> [Texto selecionado]:
★ ★ ★ ★ ★ ★ ★

Por Folha de São Paulo

15/05/2022 16h02 — em
Política



RIO DE JANEIRO, RJ (FOLHAPRESS) - O presidente da Assembleia Legislativa do Rio de Janeiro (Alerj), André Ceciliano (PT), recebia no ano passado em seu sítio em Mendes (RJ) o deputado federal bolsonarista Otoni de Paula (MDB-RJ) quando o convidado precisou usar a rede wi-fi da casa, localizada num ponto em que o sinal das companhias telefônicas não pega.

"Disse a ele a senha: Lulameupresidente", contou à Folha, rindo, Ceciliano.

"Preferi continuar sem internet", disse Otoni.

O episódio sintetiza as aparentes contradições do pré-candidato ao Senado do PT no estado: devoção a Lula e trânsito, considerado por alguns excessivo, com políticos bolsonaristas.

Filiado há 26 anos ao PT, único em sua trajetória política, ele também acumula punições da sigla por posicionamentos que destoam da orientação do partido.

O perfil pouco ideológico é o que provoca resistência na militância petista e, ao mesmo tempo, o aproxima de Lula.

★ ★ ★ ★ ★ ★ ★

> [Registros listados]:
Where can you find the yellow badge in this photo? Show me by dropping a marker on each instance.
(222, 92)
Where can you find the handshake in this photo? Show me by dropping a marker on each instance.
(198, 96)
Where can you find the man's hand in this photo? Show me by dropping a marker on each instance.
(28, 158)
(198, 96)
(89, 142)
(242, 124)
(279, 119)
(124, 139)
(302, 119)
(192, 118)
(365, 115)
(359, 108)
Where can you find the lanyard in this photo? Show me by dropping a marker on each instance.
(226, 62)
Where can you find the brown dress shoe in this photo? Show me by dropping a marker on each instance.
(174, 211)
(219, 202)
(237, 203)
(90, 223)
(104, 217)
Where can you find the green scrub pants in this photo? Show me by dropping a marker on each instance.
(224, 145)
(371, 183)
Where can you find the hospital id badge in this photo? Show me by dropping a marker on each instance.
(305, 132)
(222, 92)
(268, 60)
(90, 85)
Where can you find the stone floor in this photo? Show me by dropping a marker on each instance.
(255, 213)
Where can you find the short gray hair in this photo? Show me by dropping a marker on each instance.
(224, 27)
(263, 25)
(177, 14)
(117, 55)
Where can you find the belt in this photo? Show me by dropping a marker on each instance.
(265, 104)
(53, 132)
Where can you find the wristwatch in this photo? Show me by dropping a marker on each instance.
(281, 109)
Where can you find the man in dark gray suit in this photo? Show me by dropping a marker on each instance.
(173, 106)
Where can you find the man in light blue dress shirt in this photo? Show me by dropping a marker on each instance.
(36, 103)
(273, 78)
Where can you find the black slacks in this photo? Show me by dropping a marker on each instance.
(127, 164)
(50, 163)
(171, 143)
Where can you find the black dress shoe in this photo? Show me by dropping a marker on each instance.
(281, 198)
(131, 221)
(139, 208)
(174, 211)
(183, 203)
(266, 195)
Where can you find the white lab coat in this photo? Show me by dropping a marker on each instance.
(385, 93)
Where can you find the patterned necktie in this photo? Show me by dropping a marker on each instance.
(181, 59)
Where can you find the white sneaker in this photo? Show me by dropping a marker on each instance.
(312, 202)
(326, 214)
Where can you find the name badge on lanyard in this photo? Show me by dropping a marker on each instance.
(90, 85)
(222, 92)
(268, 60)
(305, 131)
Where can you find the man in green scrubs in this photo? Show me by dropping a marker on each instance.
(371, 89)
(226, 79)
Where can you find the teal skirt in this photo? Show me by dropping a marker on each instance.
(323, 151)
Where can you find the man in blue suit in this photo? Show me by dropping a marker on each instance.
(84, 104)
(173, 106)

★ ★ ★ ★ ★ ★ ★

> [Instruções das tarefas]:
- a) Segundo o texto selecionado, qual senha do wi-fi Ceciliano informou a Otoni de Paula?
- b) Extraia dos registros todas as linhas que contêm a palavra "gray".

> [Soluções por tarefa]:
- a) Lulameupresidente.

- b)
Where can you find the short gray hair in this photo? Show me by dropping a marker on each instance.
Where can you find the man in dark gray suit in this photo? Show me by dropping a marker on each instance.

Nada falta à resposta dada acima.